▸ **Perintah A**: Menurut teks tentang Islam dan kebhinekaan, benda apa yang disebut sebagai panji Islam yang senantiasa menyertai Rasulullah SAW?
▸ **Perintah B**: Lanjutkan teks tentang Islam dan kebhinekaan mulai dari sesudah kalimat terakhirnya.

▸ **Teks Bacaan**:
Salahkah ketika kaum muslim membawa salah satu simbol islam untuk menyambut seorang pemimpin muslim dari wilayah yang dulu pernah hidup seorang Rasul Muhammad SAW disana? salahkan kaum muslim bangga membawa simbol islamnya karena ternyata kain hitam bertuliskan kalimat tauhid itu adalah panji islam yang senantiasa menyertai Rasulullah SAW dalam perjuangan islamnya?

Justru sikap-sikap antipati dan menganggap kaum muslim tidak toleran pada kebhinekaan akan menghantarkan pada ambiguitas kebhinekaan itu sendiri. Justru kenyataannya isu kebhinekaan hanya diperuntukkan bagi kaum muslimin dan para pejuang islam yang istiqomah dalam dakwahnya.

 

Islam dan Kebhinekaan

Sejatinya syariah islam sudah lama memberikan tempat khusus atas kebhinekaan atau kemajemukan umat manusia. Hanya Islam yang mengakui keberagamaan manusia baik secara suku bangsa, bahasa, kedudukan sosial, bahkan akidah.

Data anotasi lokasi objek:
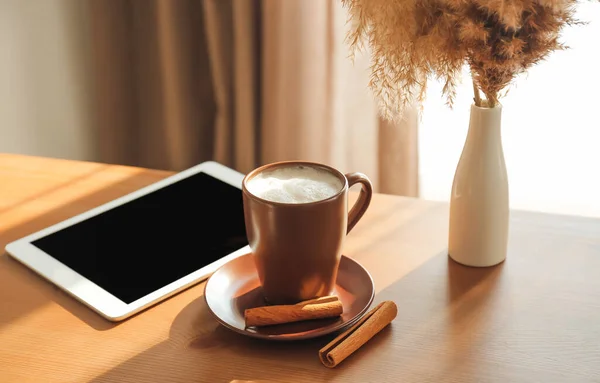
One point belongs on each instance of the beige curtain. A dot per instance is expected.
(242, 82)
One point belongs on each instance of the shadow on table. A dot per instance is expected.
(429, 298)
(36, 291)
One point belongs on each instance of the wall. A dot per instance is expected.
(44, 89)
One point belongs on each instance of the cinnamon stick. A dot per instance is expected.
(357, 335)
(319, 308)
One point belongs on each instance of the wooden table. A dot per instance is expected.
(535, 318)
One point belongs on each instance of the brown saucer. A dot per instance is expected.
(235, 287)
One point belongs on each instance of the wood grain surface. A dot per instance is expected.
(534, 318)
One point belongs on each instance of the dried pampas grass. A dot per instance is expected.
(413, 40)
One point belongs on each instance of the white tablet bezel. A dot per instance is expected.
(92, 295)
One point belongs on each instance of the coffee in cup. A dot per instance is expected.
(297, 218)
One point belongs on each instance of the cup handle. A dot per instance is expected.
(364, 198)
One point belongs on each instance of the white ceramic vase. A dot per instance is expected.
(479, 207)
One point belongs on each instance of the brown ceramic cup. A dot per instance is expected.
(297, 246)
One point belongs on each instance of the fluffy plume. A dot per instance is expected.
(413, 40)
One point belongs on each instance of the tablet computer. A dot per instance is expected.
(137, 250)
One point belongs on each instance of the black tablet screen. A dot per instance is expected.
(149, 242)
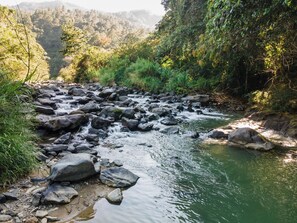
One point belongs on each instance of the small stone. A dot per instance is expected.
(115, 197)
(52, 219)
(10, 196)
(41, 214)
(5, 218)
(2, 199)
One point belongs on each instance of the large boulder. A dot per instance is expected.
(57, 194)
(118, 177)
(66, 122)
(73, 167)
(101, 122)
(249, 138)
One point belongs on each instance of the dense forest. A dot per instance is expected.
(244, 48)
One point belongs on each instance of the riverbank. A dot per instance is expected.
(98, 121)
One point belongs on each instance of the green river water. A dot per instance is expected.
(184, 180)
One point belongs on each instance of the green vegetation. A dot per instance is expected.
(17, 150)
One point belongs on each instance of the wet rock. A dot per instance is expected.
(106, 93)
(11, 196)
(218, 135)
(101, 123)
(170, 130)
(117, 163)
(169, 121)
(5, 218)
(162, 112)
(197, 98)
(41, 214)
(57, 194)
(250, 138)
(131, 124)
(115, 197)
(47, 102)
(2, 199)
(76, 92)
(73, 167)
(64, 139)
(47, 110)
(145, 127)
(57, 148)
(129, 113)
(99, 132)
(90, 107)
(118, 177)
(67, 122)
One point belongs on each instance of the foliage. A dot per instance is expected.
(20, 54)
(16, 146)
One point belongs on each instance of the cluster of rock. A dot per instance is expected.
(77, 119)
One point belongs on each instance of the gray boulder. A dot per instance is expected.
(57, 194)
(118, 177)
(73, 167)
(249, 138)
(131, 124)
(68, 122)
(115, 197)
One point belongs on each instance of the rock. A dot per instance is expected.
(118, 177)
(76, 92)
(117, 163)
(52, 219)
(47, 110)
(67, 122)
(106, 93)
(115, 197)
(73, 167)
(11, 196)
(162, 112)
(31, 220)
(170, 130)
(2, 199)
(90, 107)
(250, 138)
(57, 194)
(64, 139)
(218, 135)
(47, 102)
(145, 127)
(131, 124)
(5, 218)
(41, 214)
(101, 123)
(57, 148)
(129, 113)
(169, 121)
(197, 98)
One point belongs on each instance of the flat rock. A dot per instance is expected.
(66, 122)
(73, 167)
(250, 138)
(118, 177)
(115, 197)
(5, 218)
(57, 194)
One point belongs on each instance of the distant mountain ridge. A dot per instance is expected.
(32, 6)
(140, 18)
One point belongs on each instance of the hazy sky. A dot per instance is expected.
(106, 5)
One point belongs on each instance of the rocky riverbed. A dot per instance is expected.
(75, 121)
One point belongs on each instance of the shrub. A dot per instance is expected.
(16, 139)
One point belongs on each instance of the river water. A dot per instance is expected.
(184, 180)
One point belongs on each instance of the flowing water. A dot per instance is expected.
(184, 180)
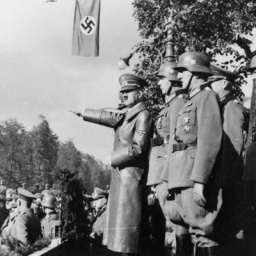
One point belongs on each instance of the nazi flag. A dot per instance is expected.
(86, 28)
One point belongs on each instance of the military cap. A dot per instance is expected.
(2, 192)
(49, 201)
(218, 71)
(252, 64)
(38, 195)
(195, 62)
(168, 72)
(99, 193)
(11, 194)
(131, 82)
(46, 192)
(25, 195)
(3, 182)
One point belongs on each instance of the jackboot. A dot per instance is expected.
(183, 245)
(210, 251)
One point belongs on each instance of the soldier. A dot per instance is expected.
(26, 228)
(99, 204)
(197, 199)
(175, 98)
(133, 130)
(3, 211)
(48, 223)
(222, 82)
(11, 206)
(250, 177)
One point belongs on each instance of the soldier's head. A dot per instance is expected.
(25, 199)
(222, 80)
(11, 197)
(168, 78)
(193, 68)
(131, 89)
(49, 203)
(252, 68)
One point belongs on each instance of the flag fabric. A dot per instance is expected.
(86, 28)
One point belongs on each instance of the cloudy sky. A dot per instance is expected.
(38, 74)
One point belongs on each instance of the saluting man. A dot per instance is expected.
(197, 199)
(175, 99)
(133, 130)
(26, 227)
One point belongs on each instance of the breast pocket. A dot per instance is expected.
(187, 117)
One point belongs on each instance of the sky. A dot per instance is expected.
(39, 76)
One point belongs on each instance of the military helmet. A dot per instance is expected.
(167, 71)
(46, 192)
(49, 201)
(195, 62)
(252, 64)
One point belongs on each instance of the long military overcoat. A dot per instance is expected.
(133, 131)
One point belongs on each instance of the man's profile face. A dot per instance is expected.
(131, 97)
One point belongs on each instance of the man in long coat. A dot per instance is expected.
(133, 130)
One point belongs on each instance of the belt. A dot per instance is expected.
(158, 141)
(181, 146)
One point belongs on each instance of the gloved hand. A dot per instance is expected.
(198, 194)
(78, 113)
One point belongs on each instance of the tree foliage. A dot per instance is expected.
(211, 26)
(36, 156)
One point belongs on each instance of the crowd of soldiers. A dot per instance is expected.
(29, 216)
(182, 172)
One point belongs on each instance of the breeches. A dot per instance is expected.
(203, 223)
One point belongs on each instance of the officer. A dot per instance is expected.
(133, 130)
(250, 178)
(11, 206)
(191, 182)
(37, 206)
(175, 98)
(48, 223)
(3, 211)
(26, 228)
(99, 204)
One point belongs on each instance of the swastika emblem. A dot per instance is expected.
(88, 25)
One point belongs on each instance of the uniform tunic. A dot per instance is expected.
(48, 224)
(165, 125)
(198, 135)
(133, 131)
(8, 224)
(26, 228)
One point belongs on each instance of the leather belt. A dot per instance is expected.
(181, 146)
(158, 141)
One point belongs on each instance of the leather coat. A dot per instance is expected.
(133, 131)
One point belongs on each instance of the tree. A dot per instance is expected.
(45, 151)
(211, 26)
(15, 153)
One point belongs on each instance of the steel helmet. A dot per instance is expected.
(195, 62)
(218, 71)
(49, 201)
(167, 71)
(252, 64)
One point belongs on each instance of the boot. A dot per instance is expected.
(184, 246)
(210, 251)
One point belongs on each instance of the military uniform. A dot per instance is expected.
(198, 139)
(8, 224)
(26, 227)
(133, 131)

▸ **Jawaban Tugas A**: Kain hitam bertuliskan kalimat tauhid.

▸ **Jawaban Tugas B**:
Allah SWT menjadikan umat manusia beragam dari berbagai sisi; jenis kelamin, suku, warna kulit, bahasa, status ekonomi, juga posisi di tengah masyarakat. Keberagaman itu adalah realita umat manusia. Allah SWT menciptakan manusia dalam ragam suku dan bangsa, misalnya, agar manusia saling mengenal. Allah SWT berfirman:

يَا أَيُّهَا النَّاسُ إِنَّا خَلَقْنَاكُم مِّن ذَكَرٍ وَأُنثَىٰ وَجَعَلْنَاكُمْ شُعُوبًا وَقَبَائِلَ لِتَعَارَفُوا إِنَّ أَكْرَمَكُمْ عِندَ اللَّهِ أَتْقَاكُمْ إِنَّ اللَّهَ عَلِيمٌ خَبِيرٌ

Hai manusia, sungguh Kami telah menciptakan kalian dari seorang laki-laki dan seorang perempuan serta menjadikan kalian berbangsa-bangsa dan bersuku-suku supaya kalian saling mengenal. Sungguh orang yang paling mulia di antara kalian di sisi Allah ialah orang yang paling bertakwa di antara kalian. Sungguh Allah Mahatahu lagi Maha Mengenal (QS al-Hujurat [49]: 13).

Imam Ibnu Jarir ath-Thabari menjelaskan bahwa lafal li ta’ârafû bermakna: agar sebagian kalian saling mengenal sebagian yang lain dalam nasab. Allah SWT berpesan, “Sungguh Kami menjadikan bangsa-bangsa dan suku-suku ini untuk kalian, wahai manusia, agar kalian saling mengenal satu sama lain lain dalam ikatan kekerabatan, bukan untuk keunggulan bagi kalian, tetapi kekerabatan yang mendekatkan kalian kepada Allah. Justru yang paling mulia di antara kalian adalah yang paling takwa kepada Allah.”

Syariah Islamlah yang akan menjamin kebebasan beribadah bagi setiap agama, menjamin kebutuhan pokok tiap individu rakyat, menjamin pendidikan, keamanan, dan pendidikan gratis bagi setiap rakyat, menjamin kekayaan alam yang merupakan milik rakyat digunakan untu kepentingan rakyat, menjamin persamaan hukum.   Semua itu tanpa melihat apakah suku, ras, warna kulit, atau agamanya"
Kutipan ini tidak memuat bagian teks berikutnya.